What to produce: When a line below contains the string "eyeglasses", show that line.

[Start of Attachment]

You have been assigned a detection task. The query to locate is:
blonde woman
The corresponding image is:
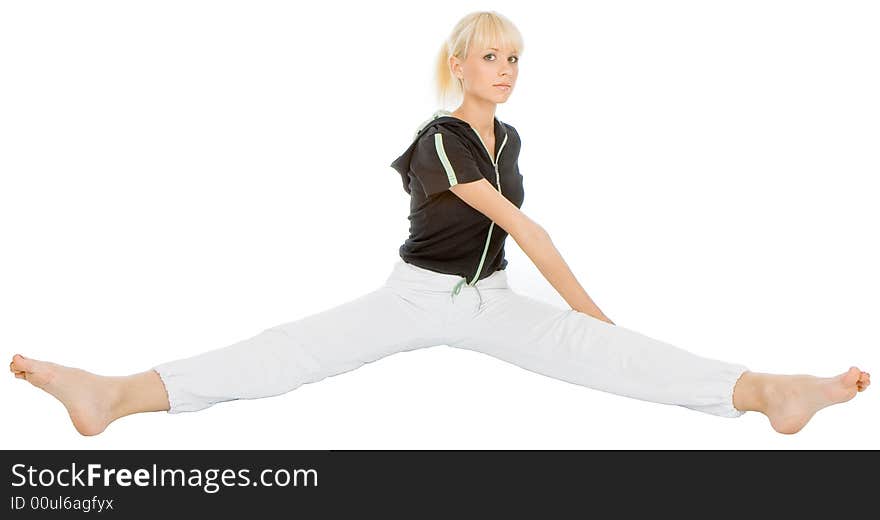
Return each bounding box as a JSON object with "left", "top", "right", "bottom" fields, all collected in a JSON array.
[{"left": 9, "top": 11, "right": 870, "bottom": 436}]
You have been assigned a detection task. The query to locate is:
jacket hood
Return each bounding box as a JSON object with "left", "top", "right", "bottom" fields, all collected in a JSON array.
[{"left": 390, "top": 110, "right": 507, "bottom": 195}]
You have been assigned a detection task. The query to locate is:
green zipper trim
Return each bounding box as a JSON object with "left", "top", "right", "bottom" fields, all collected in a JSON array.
[
  {"left": 467, "top": 127, "right": 509, "bottom": 286},
  {"left": 423, "top": 110, "right": 510, "bottom": 293}
]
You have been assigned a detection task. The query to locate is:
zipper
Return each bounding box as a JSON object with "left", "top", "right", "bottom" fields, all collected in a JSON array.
[{"left": 467, "top": 127, "right": 508, "bottom": 286}]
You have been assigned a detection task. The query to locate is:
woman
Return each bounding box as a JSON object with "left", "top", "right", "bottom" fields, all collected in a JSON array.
[{"left": 9, "top": 11, "right": 870, "bottom": 436}]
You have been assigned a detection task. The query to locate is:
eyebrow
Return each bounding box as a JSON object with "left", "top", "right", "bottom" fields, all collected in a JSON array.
[{"left": 486, "top": 47, "right": 517, "bottom": 53}]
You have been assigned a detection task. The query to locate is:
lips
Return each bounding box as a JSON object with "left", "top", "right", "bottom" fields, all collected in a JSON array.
[{"left": 493, "top": 84, "right": 511, "bottom": 87}]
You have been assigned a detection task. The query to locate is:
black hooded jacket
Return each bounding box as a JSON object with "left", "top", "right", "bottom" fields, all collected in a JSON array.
[{"left": 390, "top": 110, "right": 525, "bottom": 284}]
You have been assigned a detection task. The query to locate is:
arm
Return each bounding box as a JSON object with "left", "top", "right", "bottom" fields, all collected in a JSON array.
[{"left": 449, "top": 179, "right": 615, "bottom": 325}]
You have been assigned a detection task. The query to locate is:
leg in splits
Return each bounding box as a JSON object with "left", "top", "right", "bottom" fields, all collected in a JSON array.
[
  {"left": 446, "top": 284, "right": 871, "bottom": 434},
  {"left": 9, "top": 274, "right": 446, "bottom": 435}
]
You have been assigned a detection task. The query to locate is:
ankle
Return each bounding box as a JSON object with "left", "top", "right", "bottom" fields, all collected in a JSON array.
[
  {"left": 733, "top": 371, "right": 770, "bottom": 413},
  {"left": 106, "top": 375, "right": 131, "bottom": 419},
  {"left": 111, "top": 370, "right": 171, "bottom": 418}
]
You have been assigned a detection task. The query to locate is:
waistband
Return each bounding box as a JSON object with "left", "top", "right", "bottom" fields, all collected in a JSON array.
[{"left": 385, "top": 260, "right": 509, "bottom": 310}]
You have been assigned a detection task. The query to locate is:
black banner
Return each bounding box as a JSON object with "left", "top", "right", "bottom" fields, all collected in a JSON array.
[{"left": 2, "top": 450, "right": 875, "bottom": 517}]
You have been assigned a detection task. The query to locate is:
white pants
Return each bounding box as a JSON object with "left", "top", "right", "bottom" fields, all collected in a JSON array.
[{"left": 152, "top": 260, "right": 749, "bottom": 418}]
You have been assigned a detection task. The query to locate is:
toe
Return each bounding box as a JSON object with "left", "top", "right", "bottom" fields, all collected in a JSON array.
[
  {"left": 841, "top": 367, "right": 861, "bottom": 386},
  {"left": 11, "top": 355, "right": 34, "bottom": 373}
]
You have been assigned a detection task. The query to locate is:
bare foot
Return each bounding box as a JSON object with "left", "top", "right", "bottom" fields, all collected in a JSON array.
[
  {"left": 9, "top": 353, "right": 123, "bottom": 436},
  {"left": 762, "top": 366, "right": 871, "bottom": 435}
]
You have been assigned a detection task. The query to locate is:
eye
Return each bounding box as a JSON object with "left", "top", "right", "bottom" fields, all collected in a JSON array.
[{"left": 484, "top": 53, "right": 519, "bottom": 64}]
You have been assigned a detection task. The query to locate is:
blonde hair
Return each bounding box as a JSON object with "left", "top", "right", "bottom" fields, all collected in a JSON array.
[{"left": 435, "top": 11, "right": 524, "bottom": 107}]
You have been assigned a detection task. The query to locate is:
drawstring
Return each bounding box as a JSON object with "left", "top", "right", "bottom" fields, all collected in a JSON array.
[{"left": 451, "top": 277, "right": 483, "bottom": 310}]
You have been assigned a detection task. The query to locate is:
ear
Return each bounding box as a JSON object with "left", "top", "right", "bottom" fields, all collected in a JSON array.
[{"left": 448, "top": 55, "right": 462, "bottom": 79}]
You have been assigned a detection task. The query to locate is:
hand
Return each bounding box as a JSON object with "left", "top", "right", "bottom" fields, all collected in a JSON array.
[
  {"left": 598, "top": 314, "right": 615, "bottom": 326},
  {"left": 572, "top": 308, "right": 615, "bottom": 325}
]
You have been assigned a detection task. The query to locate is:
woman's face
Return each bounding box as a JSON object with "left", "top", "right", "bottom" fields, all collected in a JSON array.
[{"left": 451, "top": 44, "right": 519, "bottom": 103}]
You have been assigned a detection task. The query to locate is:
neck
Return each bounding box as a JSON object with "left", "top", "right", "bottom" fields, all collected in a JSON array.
[{"left": 451, "top": 98, "right": 496, "bottom": 135}]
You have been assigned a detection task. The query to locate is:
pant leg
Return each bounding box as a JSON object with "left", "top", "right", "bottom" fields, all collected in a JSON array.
[
  {"left": 152, "top": 281, "right": 446, "bottom": 414},
  {"left": 449, "top": 287, "right": 750, "bottom": 418}
]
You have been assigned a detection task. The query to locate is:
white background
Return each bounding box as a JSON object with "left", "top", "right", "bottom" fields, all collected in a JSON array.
[{"left": 1, "top": 0, "right": 877, "bottom": 449}]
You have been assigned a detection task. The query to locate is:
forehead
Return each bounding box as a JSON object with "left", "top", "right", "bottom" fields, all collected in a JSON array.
[{"left": 472, "top": 41, "right": 518, "bottom": 56}]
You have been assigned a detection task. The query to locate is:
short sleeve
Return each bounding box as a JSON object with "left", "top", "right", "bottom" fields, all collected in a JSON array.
[{"left": 410, "top": 131, "right": 485, "bottom": 197}]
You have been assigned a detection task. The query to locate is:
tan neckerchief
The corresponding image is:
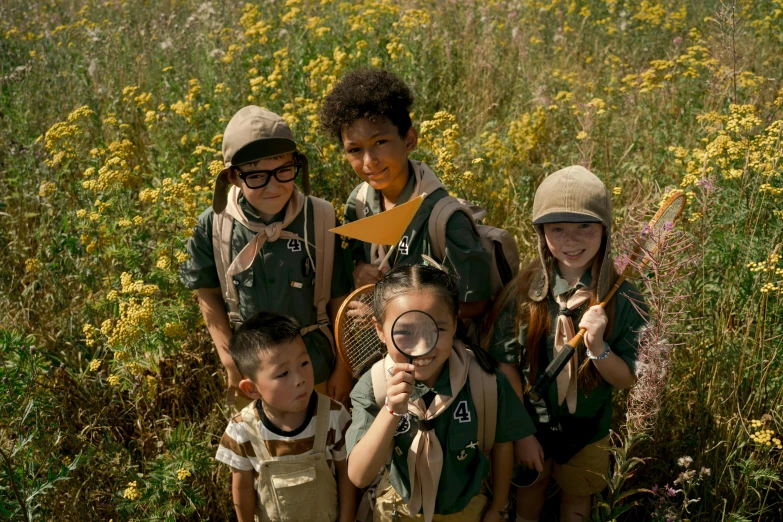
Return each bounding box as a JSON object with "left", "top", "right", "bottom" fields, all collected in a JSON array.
[
  {"left": 552, "top": 287, "right": 592, "bottom": 414},
  {"left": 368, "top": 161, "right": 445, "bottom": 269},
  {"left": 383, "top": 340, "right": 471, "bottom": 522},
  {"left": 222, "top": 185, "right": 305, "bottom": 279}
]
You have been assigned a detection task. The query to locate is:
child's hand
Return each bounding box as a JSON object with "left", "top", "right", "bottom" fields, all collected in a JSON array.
[
  {"left": 514, "top": 435, "right": 544, "bottom": 472},
  {"left": 481, "top": 505, "right": 502, "bottom": 522},
  {"left": 578, "top": 304, "right": 608, "bottom": 352},
  {"left": 386, "top": 363, "right": 415, "bottom": 415},
  {"left": 353, "top": 262, "right": 385, "bottom": 288}
]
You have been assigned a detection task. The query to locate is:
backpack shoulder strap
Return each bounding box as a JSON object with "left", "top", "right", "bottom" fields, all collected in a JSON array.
[
  {"left": 212, "top": 211, "right": 242, "bottom": 324},
  {"left": 239, "top": 401, "right": 272, "bottom": 461},
  {"left": 371, "top": 358, "right": 389, "bottom": 408},
  {"left": 466, "top": 351, "right": 497, "bottom": 454},
  {"left": 355, "top": 182, "right": 370, "bottom": 219},
  {"left": 306, "top": 196, "right": 335, "bottom": 326},
  {"left": 427, "top": 196, "right": 479, "bottom": 261}
]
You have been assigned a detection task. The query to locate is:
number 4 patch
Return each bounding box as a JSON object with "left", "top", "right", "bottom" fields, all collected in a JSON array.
[
  {"left": 453, "top": 400, "right": 471, "bottom": 423},
  {"left": 287, "top": 239, "right": 302, "bottom": 252},
  {"left": 398, "top": 235, "right": 410, "bottom": 255}
]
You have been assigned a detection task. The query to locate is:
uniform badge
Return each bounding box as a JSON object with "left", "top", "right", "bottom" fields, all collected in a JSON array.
[
  {"left": 456, "top": 450, "right": 468, "bottom": 461},
  {"left": 398, "top": 235, "right": 410, "bottom": 255},
  {"left": 453, "top": 400, "right": 471, "bottom": 423},
  {"left": 302, "top": 257, "right": 311, "bottom": 277},
  {"left": 394, "top": 414, "right": 411, "bottom": 435}
]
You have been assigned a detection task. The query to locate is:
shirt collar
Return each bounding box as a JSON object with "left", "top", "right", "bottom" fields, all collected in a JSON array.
[
  {"left": 551, "top": 266, "right": 593, "bottom": 297},
  {"left": 239, "top": 193, "right": 286, "bottom": 224},
  {"left": 409, "top": 359, "right": 452, "bottom": 402}
]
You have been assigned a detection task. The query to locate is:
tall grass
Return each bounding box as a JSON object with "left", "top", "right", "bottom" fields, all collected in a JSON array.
[{"left": 1, "top": 0, "right": 782, "bottom": 519}]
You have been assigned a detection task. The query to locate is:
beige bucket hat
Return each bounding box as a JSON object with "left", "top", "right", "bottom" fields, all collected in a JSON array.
[
  {"left": 213, "top": 106, "right": 309, "bottom": 213},
  {"left": 528, "top": 165, "right": 613, "bottom": 302}
]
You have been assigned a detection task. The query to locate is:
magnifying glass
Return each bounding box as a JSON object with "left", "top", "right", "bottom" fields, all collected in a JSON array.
[{"left": 390, "top": 310, "right": 440, "bottom": 365}]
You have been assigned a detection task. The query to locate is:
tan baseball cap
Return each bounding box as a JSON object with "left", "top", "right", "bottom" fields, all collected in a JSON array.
[
  {"left": 222, "top": 105, "right": 296, "bottom": 167},
  {"left": 213, "top": 106, "right": 301, "bottom": 213},
  {"left": 532, "top": 165, "right": 611, "bottom": 225}
]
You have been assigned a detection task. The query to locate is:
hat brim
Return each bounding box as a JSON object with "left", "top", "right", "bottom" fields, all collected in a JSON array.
[
  {"left": 231, "top": 137, "right": 296, "bottom": 166},
  {"left": 532, "top": 212, "right": 603, "bottom": 225}
]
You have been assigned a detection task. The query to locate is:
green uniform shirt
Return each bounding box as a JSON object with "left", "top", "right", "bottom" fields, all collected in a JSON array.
[
  {"left": 343, "top": 164, "right": 491, "bottom": 303},
  {"left": 346, "top": 363, "right": 535, "bottom": 515},
  {"left": 487, "top": 269, "right": 647, "bottom": 443},
  {"left": 179, "top": 196, "right": 353, "bottom": 384}
]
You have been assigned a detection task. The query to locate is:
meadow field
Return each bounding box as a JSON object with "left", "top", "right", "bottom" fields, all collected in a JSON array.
[{"left": 1, "top": 0, "right": 782, "bottom": 520}]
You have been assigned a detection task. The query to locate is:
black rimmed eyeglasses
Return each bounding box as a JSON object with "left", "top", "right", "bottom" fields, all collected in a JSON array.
[{"left": 234, "top": 160, "right": 301, "bottom": 189}]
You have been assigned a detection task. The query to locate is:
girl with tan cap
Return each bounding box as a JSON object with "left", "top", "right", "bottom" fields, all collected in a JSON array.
[{"left": 486, "top": 166, "right": 647, "bottom": 522}]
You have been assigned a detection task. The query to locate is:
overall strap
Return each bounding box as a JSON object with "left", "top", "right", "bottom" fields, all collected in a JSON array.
[
  {"left": 312, "top": 394, "right": 332, "bottom": 454},
  {"left": 239, "top": 401, "right": 273, "bottom": 461},
  {"left": 212, "top": 212, "right": 242, "bottom": 324}
]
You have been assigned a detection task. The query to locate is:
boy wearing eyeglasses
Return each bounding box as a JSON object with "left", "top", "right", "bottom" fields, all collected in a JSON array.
[{"left": 180, "top": 106, "right": 354, "bottom": 409}]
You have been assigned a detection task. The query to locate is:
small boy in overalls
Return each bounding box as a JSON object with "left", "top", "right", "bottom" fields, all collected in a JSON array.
[{"left": 215, "top": 312, "right": 356, "bottom": 522}]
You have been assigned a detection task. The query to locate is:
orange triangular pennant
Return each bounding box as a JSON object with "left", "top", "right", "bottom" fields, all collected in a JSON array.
[{"left": 330, "top": 194, "right": 425, "bottom": 245}]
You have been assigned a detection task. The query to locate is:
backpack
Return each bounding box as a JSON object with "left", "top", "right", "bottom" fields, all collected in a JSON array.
[
  {"left": 354, "top": 351, "right": 497, "bottom": 521},
  {"left": 427, "top": 196, "right": 519, "bottom": 301},
  {"left": 211, "top": 196, "right": 336, "bottom": 348}
]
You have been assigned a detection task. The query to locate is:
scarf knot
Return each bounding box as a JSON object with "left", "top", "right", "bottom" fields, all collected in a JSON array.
[
  {"left": 221, "top": 186, "right": 306, "bottom": 279},
  {"left": 261, "top": 222, "right": 284, "bottom": 242},
  {"left": 553, "top": 287, "right": 593, "bottom": 414}
]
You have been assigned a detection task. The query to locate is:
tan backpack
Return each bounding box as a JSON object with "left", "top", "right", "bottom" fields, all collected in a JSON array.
[
  {"left": 211, "top": 196, "right": 336, "bottom": 348},
  {"left": 427, "top": 196, "right": 519, "bottom": 301}
]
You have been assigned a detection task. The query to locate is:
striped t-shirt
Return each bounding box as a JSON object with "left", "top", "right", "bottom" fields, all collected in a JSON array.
[{"left": 215, "top": 392, "right": 351, "bottom": 474}]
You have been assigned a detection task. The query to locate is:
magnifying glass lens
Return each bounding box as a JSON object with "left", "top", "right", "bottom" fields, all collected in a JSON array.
[{"left": 391, "top": 311, "right": 439, "bottom": 359}]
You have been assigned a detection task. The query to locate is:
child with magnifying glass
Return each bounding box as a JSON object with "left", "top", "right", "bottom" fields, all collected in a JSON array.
[{"left": 345, "top": 264, "right": 536, "bottom": 522}]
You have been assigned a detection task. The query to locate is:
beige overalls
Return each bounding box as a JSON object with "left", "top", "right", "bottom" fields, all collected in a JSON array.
[{"left": 240, "top": 394, "right": 339, "bottom": 522}]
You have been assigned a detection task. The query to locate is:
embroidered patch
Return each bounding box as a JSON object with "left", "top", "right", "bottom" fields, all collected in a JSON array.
[
  {"left": 453, "top": 400, "right": 471, "bottom": 423},
  {"left": 395, "top": 446, "right": 403, "bottom": 456},
  {"left": 290, "top": 281, "right": 303, "bottom": 289},
  {"left": 456, "top": 449, "right": 468, "bottom": 461},
  {"left": 394, "top": 414, "right": 411, "bottom": 435},
  {"left": 364, "top": 204, "right": 371, "bottom": 217},
  {"left": 465, "top": 440, "right": 479, "bottom": 450},
  {"left": 398, "top": 235, "right": 410, "bottom": 255},
  {"left": 287, "top": 239, "right": 302, "bottom": 252}
]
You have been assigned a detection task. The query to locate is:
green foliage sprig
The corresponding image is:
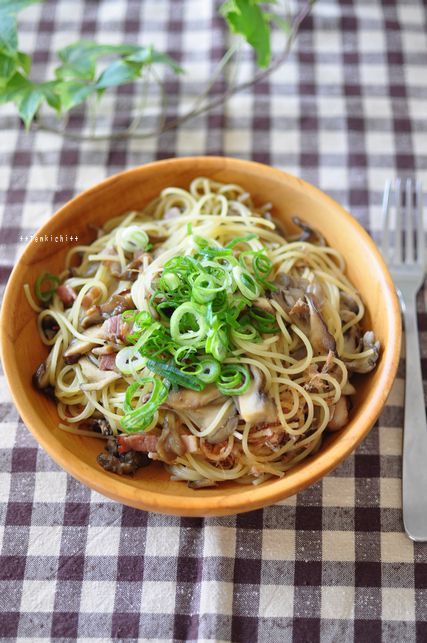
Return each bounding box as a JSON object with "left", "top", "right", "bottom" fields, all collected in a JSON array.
[{"left": 0, "top": 0, "right": 308, "bottom": 132}]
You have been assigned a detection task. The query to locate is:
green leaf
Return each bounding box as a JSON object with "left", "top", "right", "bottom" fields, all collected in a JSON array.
[
  {"left": 17, "top": 86, "right": 44, "bottom": 128},
  {"left": 16, "top": 50, "right": 31, "bottom": 74},
  {"left": 0, "top": 70, "right": 28, "bottom": 101},
  {"left": 0, "top": 14, "right": 17, "bottom": 53},
  {"left": 95, "top": 59, "right": 142, "bottom": 90},
  {"left": 0, "top": 0, "right": 43, "bottom": 13},
  {"left": 55, "top": 81, "right": 97, "bottom": 111},
  {"left": 126, "top": 45, "right": 184, "bottom": 74},
  {"left": 57, "top": 39, "right": 139, "bottom": 81},
  {"left": 1, "top": 71, "right": 62, "bottom": 126},
  {"left": 220, "top": 0, "right": 272, "bottom": 68},
  {"left": 0, "top": 71, "right": 40, "bottom": 128},
  {"left": 0, "top": 51, "right": 16, "bottom": 82},
  {"left": 39, "top": 82, "right": 61, "bottom": 111},
  {"left": 0, "top": 0, "right": 43, "bottom": 54}
]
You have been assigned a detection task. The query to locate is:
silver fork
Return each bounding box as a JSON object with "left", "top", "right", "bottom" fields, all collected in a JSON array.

[End of Attachment]

Task response:
black rimmed eyeglasses
boy wearing eyeglasses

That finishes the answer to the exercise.